**Given task 1:**
In the trip report below, at what time did the travelers arrive at the Coraki Cottage in Albany?

**Selected extract:**
Meeting Bertie the SW Western Corella and his one-eyed Western Magpie girlfriend on our patio at the Fern Gulley Cottages. Seeing a thousand Short-billed Black-cockatoos fly down the Blackwood River and over our cottage in swalking waves.

Seeing a flaming Scarlet Robin, a couple dozen Western Rosellas, and a Shining Bronze-Cuckoo at the St John Broom Conservation Area.

Seeing giant Kerri trees near Manjimup and Taurt trees near Busselton.

Hearing a Barking Owl at Yallingup. Visiting the Cape Lavender Farm – the entrance road was lined with lavender, the circular parking lot had a lavender hedge, and there were lavender beds along the sidewalk. In the distance we could see fields of lavender.

If we were planning the trip again, I would:

Stay 2 weeks to a month in Albany.

Skip Yallingup — it is mostly a surfing spot. We could get to this area from Nannup.

Spend some time at Wave Rock (32.445S 118.894E) near Hyden.

Birding Summary

Of the 123 bird species we saw in SW WA, 48 were endemic to Australia. Most of the 75 non-Australian Endemic bird species were new for us.

18 bird species were never seen again during the 255-day trip around Australia; that is: Brush Bronzewing, Rock Parrot, Fain-tailed Pigeon, Scarlet Robin, Golden Whistler, Shining Bronze-Cuckoo, Hooded Robin, Yellow-rumped Pardalote, Little Grassbird, Western Bristlebird, Long-billed Black-cockatoo, Muir’s Corella, Muscovie Duck, Western Shrike-tit, Red-winged Fairywren, Western Thornbill, Rock Dove, & Western Yellow Robin.

Special Comments:

On March 10 we were off by 8:30am. We took the inland route from Jerramungup to Albany thru the Sterling Range NP (34.346S 118.125E). We didn’t know this area had recently been severely burned. We managed to see a Western Spinebill — it has a gorgeous orange throat patch. We stopped at a picnic grounds and found 20 Long-billed Black-cockatoos eating seeds out of the Eucalyptus trees.

We arrived at the Coraki Cottage (http://www.corakicottages.com.au/) in Albany (pronounced Al-ba-Knee) at 2pm. While we were unpacking, a male Scarlet Robin flew onto the porch. They are so tiny — and so BEAUTIFUL, we couldn’t stop looking at it.

In the late afternoon we went for a walk along Oyster Bay by our cottage. Butterfly plants and Passion Plants were growing along the path. We saw a sign warning about Quicksand — that will keep you on the paved path!

All afternoon we watched scores of Yellow-rumped Thornbills feed on a concrete pad by our cottage. I can’t imagine what they found to eat there. Later we saw 3 Western Rosellas feeding on the grass.

**Given task 2:**
Count the lines in the records below that contain the string "reflection", with case counting, and give only the number.

Location annotation dataset excerpts
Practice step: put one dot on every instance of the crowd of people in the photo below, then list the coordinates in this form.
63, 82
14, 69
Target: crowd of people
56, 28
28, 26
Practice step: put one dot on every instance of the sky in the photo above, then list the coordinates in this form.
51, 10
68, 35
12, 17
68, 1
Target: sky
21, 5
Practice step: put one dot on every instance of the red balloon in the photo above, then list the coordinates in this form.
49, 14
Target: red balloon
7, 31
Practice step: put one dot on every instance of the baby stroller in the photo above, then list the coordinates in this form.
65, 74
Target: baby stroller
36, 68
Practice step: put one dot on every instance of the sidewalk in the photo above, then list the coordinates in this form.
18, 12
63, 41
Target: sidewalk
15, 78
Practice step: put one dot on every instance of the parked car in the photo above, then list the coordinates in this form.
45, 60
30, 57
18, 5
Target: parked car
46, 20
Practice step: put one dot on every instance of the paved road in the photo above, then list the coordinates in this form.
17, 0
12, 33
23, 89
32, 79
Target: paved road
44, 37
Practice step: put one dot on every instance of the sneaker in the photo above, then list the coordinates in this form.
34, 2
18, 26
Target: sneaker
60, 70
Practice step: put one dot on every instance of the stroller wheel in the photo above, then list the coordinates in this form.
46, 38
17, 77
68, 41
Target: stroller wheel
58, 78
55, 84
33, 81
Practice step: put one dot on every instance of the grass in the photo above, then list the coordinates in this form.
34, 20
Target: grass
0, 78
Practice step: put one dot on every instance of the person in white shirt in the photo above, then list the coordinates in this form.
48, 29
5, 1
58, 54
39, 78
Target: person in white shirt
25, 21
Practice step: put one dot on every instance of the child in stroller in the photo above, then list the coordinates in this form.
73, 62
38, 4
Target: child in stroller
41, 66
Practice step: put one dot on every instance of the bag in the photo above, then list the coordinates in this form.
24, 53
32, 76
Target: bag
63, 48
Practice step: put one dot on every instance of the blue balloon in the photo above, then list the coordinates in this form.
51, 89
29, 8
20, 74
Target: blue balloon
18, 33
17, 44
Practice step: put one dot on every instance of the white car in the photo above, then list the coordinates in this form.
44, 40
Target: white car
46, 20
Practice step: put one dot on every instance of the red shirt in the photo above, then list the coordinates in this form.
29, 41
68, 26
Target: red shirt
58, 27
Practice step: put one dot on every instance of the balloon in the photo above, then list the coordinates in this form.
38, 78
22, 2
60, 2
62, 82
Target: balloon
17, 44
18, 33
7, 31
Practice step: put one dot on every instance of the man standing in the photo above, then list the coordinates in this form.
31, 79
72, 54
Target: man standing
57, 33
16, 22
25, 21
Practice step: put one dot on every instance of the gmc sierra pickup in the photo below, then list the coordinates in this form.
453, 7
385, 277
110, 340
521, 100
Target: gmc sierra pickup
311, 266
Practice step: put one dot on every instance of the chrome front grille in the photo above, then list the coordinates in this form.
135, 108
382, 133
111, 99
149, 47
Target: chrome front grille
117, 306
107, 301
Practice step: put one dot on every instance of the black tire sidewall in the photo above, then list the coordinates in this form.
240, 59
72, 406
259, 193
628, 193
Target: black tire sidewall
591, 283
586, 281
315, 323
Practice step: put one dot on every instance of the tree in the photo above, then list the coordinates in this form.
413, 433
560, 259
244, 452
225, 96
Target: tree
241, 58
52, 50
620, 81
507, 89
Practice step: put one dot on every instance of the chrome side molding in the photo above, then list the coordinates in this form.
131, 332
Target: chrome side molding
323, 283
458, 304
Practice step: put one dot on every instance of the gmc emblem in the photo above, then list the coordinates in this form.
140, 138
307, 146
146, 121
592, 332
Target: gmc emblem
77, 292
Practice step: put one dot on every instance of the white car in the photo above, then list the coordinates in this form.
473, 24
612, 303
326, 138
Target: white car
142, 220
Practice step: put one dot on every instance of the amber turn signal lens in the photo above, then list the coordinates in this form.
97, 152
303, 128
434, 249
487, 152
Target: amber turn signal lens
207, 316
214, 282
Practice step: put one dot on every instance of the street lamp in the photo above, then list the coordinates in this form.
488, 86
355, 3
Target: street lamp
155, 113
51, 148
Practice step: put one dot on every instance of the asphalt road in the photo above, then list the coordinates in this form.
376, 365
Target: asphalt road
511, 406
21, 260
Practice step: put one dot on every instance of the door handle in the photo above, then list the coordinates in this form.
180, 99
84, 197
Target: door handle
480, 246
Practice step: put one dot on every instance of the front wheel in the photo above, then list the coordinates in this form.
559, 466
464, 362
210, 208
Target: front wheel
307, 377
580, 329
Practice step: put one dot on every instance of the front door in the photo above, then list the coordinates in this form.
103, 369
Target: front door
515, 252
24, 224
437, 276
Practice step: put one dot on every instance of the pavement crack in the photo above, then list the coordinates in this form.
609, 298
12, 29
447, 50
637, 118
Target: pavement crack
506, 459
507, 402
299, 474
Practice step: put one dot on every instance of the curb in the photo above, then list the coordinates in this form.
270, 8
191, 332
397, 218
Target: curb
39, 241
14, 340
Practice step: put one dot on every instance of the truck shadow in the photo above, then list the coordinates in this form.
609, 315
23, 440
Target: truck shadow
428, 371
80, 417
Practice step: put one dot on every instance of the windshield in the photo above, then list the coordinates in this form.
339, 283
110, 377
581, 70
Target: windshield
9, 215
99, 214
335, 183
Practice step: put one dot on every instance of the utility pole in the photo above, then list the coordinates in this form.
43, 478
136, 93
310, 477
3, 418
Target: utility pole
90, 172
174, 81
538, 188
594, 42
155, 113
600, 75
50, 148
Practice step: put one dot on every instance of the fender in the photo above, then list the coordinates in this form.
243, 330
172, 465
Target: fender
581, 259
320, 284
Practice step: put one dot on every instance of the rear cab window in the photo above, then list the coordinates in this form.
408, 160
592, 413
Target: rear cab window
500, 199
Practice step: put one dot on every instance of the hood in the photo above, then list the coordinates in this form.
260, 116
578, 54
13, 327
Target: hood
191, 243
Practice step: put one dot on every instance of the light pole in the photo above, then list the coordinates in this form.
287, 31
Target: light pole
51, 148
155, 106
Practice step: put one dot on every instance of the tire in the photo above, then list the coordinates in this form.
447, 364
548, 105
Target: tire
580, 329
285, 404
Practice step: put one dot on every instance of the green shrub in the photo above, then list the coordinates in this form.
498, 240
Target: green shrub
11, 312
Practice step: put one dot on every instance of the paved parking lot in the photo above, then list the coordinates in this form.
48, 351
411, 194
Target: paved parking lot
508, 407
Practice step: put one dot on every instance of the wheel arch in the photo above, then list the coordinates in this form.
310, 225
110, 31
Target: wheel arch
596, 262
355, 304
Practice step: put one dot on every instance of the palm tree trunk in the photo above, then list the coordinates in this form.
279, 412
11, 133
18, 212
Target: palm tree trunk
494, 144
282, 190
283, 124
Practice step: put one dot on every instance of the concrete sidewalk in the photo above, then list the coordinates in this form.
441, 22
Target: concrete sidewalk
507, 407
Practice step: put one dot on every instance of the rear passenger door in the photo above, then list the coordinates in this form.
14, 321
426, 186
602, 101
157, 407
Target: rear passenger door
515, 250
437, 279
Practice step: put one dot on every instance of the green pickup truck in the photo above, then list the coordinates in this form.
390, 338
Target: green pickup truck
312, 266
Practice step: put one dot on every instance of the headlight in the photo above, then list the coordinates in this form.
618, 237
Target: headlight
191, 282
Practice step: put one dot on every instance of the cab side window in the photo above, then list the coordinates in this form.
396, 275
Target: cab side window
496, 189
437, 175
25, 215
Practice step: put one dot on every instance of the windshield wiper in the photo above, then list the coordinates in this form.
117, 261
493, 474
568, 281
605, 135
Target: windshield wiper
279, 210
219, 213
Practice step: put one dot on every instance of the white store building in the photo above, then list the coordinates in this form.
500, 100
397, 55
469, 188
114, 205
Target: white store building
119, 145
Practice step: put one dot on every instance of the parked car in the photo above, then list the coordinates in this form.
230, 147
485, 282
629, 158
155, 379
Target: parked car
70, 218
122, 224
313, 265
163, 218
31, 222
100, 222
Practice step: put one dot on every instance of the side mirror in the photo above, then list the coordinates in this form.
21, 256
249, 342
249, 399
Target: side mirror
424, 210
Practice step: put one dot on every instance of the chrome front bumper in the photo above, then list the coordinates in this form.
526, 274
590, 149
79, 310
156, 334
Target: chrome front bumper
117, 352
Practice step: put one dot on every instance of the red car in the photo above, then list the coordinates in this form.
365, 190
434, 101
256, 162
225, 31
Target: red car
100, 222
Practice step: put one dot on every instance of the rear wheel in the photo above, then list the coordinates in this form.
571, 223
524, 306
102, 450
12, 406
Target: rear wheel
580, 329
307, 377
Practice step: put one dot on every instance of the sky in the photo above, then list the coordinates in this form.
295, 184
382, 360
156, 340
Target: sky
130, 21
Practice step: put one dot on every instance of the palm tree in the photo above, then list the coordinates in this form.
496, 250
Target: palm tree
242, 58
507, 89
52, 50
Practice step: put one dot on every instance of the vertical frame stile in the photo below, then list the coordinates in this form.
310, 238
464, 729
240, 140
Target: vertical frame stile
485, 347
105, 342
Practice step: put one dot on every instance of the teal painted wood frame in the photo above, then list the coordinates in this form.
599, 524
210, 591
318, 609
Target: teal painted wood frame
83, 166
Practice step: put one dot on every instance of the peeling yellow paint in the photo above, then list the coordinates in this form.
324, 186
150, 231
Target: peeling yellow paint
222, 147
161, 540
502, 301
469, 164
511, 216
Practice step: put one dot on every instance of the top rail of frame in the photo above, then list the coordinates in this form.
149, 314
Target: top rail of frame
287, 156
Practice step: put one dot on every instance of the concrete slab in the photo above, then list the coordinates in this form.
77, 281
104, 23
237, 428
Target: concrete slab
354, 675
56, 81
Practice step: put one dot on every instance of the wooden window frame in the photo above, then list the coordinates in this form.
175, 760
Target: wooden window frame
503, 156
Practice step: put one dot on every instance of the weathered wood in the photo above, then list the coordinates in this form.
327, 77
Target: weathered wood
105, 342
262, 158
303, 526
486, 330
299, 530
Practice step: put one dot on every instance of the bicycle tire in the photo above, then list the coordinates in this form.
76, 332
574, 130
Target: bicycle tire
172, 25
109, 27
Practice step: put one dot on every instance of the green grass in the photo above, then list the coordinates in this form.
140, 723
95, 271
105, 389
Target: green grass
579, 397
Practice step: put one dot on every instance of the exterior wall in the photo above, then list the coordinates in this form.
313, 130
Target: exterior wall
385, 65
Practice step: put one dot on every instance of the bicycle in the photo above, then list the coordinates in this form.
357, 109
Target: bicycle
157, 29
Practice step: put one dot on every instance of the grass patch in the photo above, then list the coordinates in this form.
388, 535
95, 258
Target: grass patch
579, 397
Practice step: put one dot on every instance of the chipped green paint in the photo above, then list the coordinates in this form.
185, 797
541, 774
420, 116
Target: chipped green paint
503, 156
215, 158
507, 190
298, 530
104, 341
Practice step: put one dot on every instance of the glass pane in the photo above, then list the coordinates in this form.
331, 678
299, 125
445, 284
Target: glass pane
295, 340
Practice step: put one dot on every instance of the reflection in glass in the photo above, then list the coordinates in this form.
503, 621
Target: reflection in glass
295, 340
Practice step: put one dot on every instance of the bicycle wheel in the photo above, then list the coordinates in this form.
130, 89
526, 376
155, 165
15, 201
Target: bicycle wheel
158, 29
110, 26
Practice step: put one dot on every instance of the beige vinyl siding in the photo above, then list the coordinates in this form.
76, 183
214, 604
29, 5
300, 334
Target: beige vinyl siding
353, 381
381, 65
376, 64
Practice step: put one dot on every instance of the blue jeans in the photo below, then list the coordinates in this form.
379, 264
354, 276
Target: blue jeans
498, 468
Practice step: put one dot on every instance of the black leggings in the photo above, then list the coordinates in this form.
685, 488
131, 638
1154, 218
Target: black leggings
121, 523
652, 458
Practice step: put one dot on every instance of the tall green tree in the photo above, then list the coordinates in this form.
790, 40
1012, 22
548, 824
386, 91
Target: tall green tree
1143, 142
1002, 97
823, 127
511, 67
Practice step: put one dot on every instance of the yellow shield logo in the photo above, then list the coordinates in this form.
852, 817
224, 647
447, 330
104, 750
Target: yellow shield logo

**Full output 1:**
2pm

**Full output 2:**
2